As you get older, more experienced and advance in your job. You become a liability to your employer in some ways in this period of hard economic times. An employee who has been with an employer a significant length of time is likely to be on the higher end of the scale when it comes to benefits and salary earned. Employers often look to reducing their costs by retiring employees who are more expensive. This could be you.
It is important to know your rights especially as it regards health care benefits you may be getting from your employer. A reduction or change in health benefits could derail your estate plan if it causes a substantial increase in your medical or other healthcare costs. Under the Age Discrimination in Employment Act an employer must give you certain things if he is asking you to take an incentive package to retire early.
These waiver requirements are:
- Must be in writing and be understandable. This means written in plain language, no legalese.
- Must specifically refer to ADEA rights or claims. A general release will not met ADEA standards.
- May not waive rights or claims that may arise in the future.
----------------------------------------
--- Exercise tasks ---
1. In the excerpt on early retirement and age discrimination, what kind of release does it say will not meet ADEA standards?
2. Extend the excerpt on early retirement waivers from its last line, keeping its voice and format.
The records that come next are separate material, unrelated to the text above.

(Point localization data)
----------------------------------------
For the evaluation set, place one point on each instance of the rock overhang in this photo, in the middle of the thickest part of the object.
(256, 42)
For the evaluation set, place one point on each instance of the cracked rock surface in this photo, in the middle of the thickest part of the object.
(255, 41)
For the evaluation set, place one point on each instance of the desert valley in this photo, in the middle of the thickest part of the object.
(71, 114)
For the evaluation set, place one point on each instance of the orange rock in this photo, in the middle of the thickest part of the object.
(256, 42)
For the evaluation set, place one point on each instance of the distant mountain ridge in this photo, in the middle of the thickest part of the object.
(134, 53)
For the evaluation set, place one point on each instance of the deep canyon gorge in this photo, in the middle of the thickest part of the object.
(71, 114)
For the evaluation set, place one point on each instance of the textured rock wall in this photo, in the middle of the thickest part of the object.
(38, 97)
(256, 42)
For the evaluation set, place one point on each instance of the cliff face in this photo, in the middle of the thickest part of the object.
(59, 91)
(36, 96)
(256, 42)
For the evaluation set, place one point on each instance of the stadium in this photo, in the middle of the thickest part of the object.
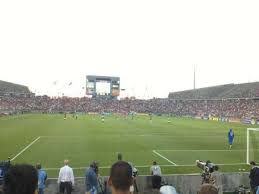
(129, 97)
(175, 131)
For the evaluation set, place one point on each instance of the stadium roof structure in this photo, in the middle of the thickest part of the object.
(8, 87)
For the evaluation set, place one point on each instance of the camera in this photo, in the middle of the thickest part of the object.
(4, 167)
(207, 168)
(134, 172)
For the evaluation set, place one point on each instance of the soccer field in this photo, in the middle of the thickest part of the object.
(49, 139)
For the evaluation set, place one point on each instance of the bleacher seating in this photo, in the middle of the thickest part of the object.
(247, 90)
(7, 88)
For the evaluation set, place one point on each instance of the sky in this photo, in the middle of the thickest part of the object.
----------------------------------------
--- Answers to the exercises ---
1. A general release.

2.
- Must be in exchange for valuable consideration. If you were entitled to certain benefits anyway, and did not receive anything additional in return for signing a waiver, it is not valid under the ADEA.
- Must advise you in writing to consult an attorney before signing the waiver. While you do not have to consult with an attorney, and may choose not to, you must have been advised in writing to consult an attorney.
- Must provide you with at least 21 days to consider the agreement and at least 7 days to revoke the agreement after signing it.
Consider the ramifications of accepting an early retirement package carefully and take the time to consult a lawyer before signing any that affects your future income or insurance benefits.